• _Items from a dataset_:
###

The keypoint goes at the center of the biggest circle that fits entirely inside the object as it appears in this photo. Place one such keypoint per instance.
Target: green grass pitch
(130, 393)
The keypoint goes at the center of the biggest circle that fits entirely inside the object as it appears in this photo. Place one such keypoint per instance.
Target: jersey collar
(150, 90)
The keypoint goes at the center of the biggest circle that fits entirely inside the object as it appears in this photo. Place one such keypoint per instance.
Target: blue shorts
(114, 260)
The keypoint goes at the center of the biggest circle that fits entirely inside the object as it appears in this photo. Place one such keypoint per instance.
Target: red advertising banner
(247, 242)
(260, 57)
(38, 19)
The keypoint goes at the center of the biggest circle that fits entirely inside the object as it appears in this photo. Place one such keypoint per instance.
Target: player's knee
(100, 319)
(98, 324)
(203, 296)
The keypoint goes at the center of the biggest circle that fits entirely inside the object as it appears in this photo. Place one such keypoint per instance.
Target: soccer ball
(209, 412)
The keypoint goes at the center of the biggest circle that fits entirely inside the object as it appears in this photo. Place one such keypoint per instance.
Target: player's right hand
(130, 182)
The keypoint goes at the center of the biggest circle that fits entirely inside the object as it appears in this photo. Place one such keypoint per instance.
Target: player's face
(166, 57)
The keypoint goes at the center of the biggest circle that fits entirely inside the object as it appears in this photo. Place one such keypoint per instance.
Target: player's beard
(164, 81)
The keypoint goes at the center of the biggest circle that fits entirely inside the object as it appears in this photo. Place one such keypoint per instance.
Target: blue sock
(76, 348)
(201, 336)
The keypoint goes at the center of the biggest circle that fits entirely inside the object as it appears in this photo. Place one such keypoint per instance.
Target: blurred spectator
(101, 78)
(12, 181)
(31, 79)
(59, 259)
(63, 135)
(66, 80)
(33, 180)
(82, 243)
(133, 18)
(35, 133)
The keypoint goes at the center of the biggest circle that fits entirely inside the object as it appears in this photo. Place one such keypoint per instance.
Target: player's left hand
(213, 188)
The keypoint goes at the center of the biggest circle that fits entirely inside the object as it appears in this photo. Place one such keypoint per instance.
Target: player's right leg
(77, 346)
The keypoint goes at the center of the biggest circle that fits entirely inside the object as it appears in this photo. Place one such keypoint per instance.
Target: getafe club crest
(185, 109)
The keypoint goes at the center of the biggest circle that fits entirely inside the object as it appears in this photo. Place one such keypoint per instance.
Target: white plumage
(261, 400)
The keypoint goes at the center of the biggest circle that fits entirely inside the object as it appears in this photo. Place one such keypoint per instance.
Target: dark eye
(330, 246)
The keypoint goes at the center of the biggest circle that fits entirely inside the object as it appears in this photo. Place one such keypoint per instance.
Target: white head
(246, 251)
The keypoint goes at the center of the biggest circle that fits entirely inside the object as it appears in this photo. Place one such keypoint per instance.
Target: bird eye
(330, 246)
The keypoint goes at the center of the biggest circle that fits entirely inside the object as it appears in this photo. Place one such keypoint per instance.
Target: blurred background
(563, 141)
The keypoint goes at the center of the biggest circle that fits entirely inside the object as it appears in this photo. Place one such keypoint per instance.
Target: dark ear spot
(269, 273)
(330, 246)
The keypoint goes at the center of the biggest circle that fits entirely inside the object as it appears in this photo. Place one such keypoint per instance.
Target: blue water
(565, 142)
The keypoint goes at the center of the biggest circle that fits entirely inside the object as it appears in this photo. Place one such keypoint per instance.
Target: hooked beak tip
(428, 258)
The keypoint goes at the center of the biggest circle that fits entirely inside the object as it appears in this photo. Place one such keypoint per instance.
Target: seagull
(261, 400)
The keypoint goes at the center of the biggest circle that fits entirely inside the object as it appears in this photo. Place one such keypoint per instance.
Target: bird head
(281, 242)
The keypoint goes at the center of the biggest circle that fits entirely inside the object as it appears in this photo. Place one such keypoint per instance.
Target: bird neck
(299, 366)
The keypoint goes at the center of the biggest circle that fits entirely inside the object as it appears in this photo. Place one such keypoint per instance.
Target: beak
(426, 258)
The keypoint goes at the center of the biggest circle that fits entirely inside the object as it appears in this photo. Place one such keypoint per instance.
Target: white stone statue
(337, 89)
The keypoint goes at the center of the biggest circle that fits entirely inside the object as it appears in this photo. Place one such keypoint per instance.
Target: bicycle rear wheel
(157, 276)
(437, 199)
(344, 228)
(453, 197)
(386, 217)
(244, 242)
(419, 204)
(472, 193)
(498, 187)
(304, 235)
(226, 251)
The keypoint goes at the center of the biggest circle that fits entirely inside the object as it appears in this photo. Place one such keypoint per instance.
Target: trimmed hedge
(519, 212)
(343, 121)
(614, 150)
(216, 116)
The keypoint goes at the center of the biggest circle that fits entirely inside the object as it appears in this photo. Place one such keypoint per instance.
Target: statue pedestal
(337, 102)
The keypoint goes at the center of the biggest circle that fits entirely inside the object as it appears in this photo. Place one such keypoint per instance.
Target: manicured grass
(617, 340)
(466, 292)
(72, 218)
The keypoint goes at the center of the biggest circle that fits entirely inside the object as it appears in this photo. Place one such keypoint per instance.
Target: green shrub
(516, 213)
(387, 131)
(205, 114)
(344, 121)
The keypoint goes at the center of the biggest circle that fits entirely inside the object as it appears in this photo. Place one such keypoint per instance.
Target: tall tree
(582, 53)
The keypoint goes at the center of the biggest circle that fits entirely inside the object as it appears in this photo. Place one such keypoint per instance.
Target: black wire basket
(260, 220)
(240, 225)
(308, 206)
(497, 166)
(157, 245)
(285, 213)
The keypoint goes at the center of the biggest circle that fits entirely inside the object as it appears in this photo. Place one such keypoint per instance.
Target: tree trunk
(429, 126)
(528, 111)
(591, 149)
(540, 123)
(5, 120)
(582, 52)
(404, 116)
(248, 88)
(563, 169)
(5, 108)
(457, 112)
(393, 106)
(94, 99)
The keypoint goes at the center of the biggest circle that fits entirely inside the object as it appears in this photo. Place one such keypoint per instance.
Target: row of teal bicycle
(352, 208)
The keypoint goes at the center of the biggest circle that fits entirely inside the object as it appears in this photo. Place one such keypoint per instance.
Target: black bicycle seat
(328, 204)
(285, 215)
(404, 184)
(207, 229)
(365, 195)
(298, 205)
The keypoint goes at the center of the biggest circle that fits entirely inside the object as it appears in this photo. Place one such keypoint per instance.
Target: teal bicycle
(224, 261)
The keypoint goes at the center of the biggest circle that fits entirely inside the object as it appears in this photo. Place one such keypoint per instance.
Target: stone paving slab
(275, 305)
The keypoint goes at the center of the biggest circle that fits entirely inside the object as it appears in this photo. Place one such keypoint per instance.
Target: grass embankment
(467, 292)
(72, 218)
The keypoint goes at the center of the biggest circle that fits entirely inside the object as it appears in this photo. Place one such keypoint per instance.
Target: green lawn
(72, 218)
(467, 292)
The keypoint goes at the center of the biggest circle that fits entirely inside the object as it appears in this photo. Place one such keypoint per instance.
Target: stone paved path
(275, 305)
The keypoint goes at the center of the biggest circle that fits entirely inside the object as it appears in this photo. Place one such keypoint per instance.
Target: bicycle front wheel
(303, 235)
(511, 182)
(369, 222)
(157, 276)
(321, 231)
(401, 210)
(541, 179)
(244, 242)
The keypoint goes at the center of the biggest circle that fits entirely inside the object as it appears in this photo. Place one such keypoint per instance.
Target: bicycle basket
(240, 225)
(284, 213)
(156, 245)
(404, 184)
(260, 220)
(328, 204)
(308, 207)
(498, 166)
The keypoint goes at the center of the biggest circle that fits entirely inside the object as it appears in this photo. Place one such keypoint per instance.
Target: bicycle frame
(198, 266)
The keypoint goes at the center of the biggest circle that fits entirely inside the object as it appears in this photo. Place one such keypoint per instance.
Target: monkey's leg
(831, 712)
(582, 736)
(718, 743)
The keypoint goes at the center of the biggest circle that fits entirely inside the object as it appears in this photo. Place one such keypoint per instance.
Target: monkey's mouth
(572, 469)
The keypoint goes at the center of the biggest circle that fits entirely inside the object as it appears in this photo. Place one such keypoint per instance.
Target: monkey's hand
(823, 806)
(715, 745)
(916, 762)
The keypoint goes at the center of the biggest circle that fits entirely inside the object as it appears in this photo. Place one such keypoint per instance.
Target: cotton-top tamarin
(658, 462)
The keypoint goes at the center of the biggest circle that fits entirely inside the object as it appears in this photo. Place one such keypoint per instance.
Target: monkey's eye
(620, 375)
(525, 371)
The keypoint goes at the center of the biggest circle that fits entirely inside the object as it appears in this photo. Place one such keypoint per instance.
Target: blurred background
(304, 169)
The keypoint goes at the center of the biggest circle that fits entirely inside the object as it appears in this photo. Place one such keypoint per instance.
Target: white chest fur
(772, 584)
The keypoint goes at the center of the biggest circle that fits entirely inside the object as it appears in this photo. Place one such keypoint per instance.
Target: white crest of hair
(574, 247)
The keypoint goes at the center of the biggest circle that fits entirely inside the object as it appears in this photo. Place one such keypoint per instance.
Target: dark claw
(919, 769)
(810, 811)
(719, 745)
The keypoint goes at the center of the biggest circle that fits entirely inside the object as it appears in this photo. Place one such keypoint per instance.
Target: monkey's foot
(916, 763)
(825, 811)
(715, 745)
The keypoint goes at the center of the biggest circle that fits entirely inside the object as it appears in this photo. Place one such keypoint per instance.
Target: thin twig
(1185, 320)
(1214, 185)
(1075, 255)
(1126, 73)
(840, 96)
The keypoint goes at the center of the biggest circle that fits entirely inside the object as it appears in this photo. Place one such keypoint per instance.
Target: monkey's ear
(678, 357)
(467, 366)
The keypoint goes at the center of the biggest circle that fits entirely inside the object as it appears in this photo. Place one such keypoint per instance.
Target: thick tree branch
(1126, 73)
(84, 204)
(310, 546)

###

• _Given instruction_: Count how many lines in the data above contain the word "statue". Give only the number.

• _Expected answer_: 2